**GOAL OF THE EXERCISE:**
Copy out the full text on Colossians 4:6 below, word for word.

**PASSAGE SHOWN:**
LET YOUR SPEECH BE SEASONED
Colossians 4:6 Let your speech be always with grace, seasoned with salt, that ye may know how ye ought to answer every man.
To credibly bring the gospel of Christ to others, the verse previous to the lesson text tells us to walk in wisdom - to conduct every facet of our lives, so that all people may see Christ in us, desire Christ in their lives, and through belief, repentance, confession, and baptism, become faithful members of His body. The lesson text is one of those tenets, which all Christians should incorporate in their everyday lives: let your speech be always with grace, seasoned with salt, that ye may know how ye ought to answer every man.
The use of grace in the lesson text, according to Strong's Dictionary, carries the meaning of "graciousness in manner or action." Christians are to be gracious in their manner of speech, which includes gratitude, joy, and liberality. Their conversation is to be gracious toward every man, not only to those within the body of Christ, but to those without His church as well. The things we say in the presence of others are never to be detrimental or destructive; rather our conversation is always to be beneficial and edifying. Paul wrote to the church at Ephesus, let no corrupt communication proceed out of your mouth, but that which is good to the use of edifying, that it may minister grace unto the hearers (Eph. 4:29).

**RECORDED INFORMATION:**
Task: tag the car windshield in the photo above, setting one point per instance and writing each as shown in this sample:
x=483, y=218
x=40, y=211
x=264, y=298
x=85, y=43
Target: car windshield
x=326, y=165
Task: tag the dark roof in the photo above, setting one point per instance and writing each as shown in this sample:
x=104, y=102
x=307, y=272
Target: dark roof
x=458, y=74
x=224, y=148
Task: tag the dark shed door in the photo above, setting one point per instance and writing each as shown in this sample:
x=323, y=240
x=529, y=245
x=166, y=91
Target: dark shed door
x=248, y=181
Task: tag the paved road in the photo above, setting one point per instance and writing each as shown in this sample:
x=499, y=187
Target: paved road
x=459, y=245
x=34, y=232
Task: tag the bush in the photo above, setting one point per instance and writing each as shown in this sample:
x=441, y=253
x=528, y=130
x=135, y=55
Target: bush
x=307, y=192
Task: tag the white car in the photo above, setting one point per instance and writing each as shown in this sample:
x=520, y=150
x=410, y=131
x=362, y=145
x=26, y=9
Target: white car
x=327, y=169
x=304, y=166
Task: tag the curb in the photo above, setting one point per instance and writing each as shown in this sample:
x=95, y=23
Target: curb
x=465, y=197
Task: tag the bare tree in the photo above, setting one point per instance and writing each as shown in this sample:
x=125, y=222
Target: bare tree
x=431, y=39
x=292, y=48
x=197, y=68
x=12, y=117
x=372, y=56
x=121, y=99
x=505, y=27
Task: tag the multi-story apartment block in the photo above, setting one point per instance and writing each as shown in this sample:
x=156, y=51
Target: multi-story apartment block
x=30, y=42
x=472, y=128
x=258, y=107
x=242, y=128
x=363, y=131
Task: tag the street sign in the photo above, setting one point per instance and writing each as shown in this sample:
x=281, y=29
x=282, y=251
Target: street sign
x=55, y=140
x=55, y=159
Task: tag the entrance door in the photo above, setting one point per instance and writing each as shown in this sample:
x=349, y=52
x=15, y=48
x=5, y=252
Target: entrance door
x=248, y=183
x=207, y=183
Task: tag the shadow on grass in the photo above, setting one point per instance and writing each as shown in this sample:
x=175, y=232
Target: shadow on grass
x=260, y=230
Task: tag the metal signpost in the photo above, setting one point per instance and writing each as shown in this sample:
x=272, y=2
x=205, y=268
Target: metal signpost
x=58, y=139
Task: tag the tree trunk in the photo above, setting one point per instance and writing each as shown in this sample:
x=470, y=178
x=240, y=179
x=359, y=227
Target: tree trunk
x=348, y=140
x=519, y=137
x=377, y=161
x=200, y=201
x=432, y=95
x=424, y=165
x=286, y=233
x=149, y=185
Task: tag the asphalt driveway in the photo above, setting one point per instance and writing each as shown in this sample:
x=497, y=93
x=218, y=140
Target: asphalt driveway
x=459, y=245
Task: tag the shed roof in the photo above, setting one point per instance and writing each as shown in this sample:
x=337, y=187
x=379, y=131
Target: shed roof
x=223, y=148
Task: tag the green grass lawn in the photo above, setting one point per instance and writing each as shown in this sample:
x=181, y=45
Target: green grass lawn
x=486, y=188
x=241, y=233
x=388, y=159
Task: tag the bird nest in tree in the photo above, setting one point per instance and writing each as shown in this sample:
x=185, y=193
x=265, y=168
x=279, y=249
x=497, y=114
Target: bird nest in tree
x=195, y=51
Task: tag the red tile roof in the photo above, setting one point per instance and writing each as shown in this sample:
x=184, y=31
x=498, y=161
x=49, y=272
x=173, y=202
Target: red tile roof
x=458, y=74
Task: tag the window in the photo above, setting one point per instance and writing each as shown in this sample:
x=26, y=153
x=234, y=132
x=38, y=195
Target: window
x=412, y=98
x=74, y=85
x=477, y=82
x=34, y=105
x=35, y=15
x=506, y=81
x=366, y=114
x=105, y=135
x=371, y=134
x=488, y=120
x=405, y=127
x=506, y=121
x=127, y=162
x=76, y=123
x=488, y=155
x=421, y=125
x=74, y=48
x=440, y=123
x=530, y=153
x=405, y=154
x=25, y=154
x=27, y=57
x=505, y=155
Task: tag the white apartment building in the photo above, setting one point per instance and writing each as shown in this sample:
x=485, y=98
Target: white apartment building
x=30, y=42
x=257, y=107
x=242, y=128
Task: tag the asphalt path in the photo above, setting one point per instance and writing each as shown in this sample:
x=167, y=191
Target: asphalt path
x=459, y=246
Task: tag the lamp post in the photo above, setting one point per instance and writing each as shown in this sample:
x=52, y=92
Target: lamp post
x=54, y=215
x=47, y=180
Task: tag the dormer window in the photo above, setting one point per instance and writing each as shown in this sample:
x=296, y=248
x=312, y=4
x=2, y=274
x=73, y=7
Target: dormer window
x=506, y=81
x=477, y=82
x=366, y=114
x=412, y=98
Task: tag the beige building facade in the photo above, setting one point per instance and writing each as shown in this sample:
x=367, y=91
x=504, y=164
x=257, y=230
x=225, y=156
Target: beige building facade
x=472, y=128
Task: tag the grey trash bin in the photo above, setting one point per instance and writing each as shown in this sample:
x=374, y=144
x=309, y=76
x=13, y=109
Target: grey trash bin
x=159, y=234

**OUTPUT BELOW:**
LET YOUR SPEECH BE SEASONED
Colossians 4:6 Let your speech be always with grace, seasoned with salt, that ye may know how ye ought to answer every man.
To credibly bring the gospel of Christ to others, the verse previous to the lesson text tells us to walk in wisdom - to conduct every facet of our lives, so that all people may see Christ in us, desire Christ in their lives, and through belief, repentance, confession, and baptism, become faithful members of His body. The lesson text is one of those tenets, which all Christians should incorporate in their everyday lives: let your speech be always with grace, seasoned with salt, that ye may know how ye ought to answer every man.
The use of grace in the lesson text, according to Strong's Dictionary, carries the meaning of "graciousness in manner or action." Christians are to be gracious in their manner of speech, which includes gratitude, joy, and liberality. Their conversation is to be gracious toward every man, not only to those within the body of Christ, but to those without His church as well. The things we say in the presence of others are never to be detrimental or destructive; rather our conversation is always to be beneficial and edifying. Paul wrote to the church at Ephesus, let no corrupt communication proceed out of your mouth, but that which is good to the use of edifying, that it may minister grace unto the hearers (Eph. 4:29).